(Image point grounding data)
•••

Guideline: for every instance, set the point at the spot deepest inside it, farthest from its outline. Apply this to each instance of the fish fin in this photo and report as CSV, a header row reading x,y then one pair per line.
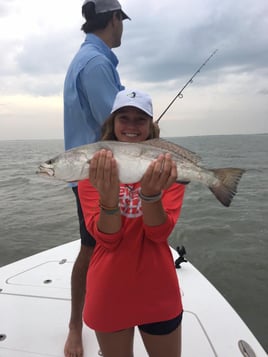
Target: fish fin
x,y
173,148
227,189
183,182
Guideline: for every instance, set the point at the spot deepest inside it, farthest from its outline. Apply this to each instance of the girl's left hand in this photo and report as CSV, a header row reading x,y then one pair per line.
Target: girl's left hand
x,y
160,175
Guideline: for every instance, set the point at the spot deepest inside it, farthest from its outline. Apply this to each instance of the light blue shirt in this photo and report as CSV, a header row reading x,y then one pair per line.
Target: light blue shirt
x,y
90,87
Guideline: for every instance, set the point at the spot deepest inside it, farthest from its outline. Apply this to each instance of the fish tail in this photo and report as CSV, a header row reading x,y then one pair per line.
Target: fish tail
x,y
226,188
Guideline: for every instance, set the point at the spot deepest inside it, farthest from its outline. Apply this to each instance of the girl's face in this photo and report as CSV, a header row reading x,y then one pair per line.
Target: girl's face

•••

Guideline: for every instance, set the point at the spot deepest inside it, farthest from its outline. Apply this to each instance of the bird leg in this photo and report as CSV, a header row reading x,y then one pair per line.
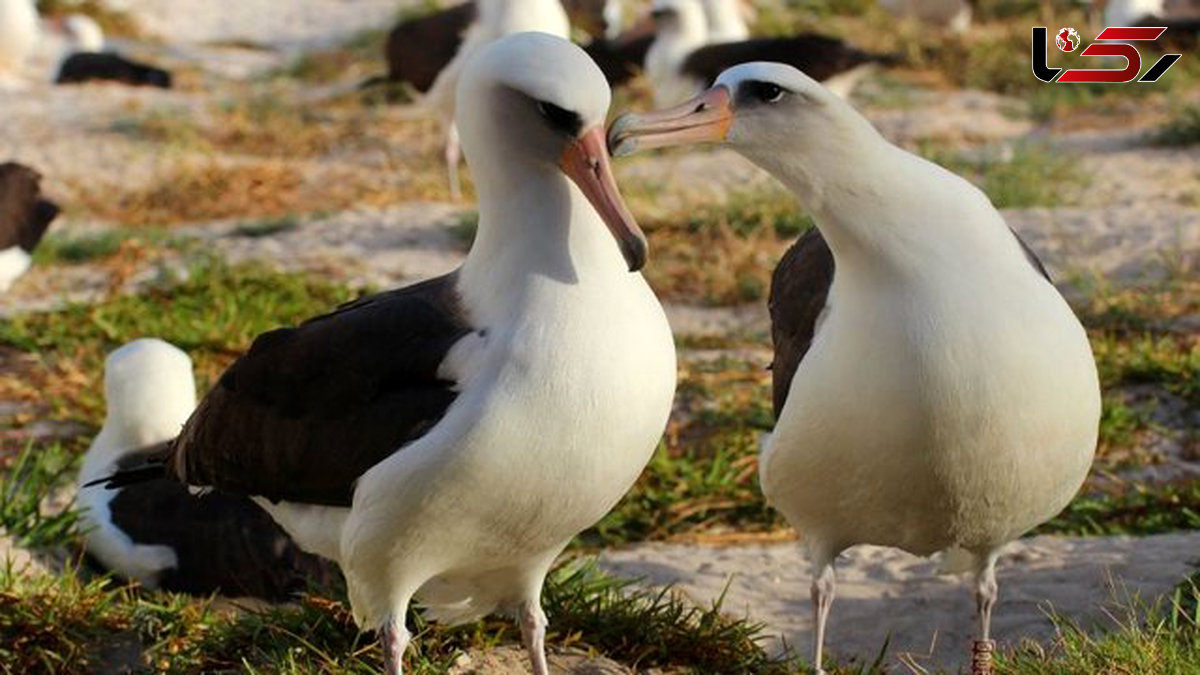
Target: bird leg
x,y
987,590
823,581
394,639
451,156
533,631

•••

Activity >>
All lines above from the one containing "the girl's face" to the one containing "Target: girl's face" must be repeated exactly, both lines included, and no others.

Solution to the exercise >>
Guideline: for every instance, set the point at the spot deepest inside it, farthest from its outline. Apply this to each instance of the girl's face in this photo and report as CSV, a header row reading x,y then one pair per line.
Target: girl's face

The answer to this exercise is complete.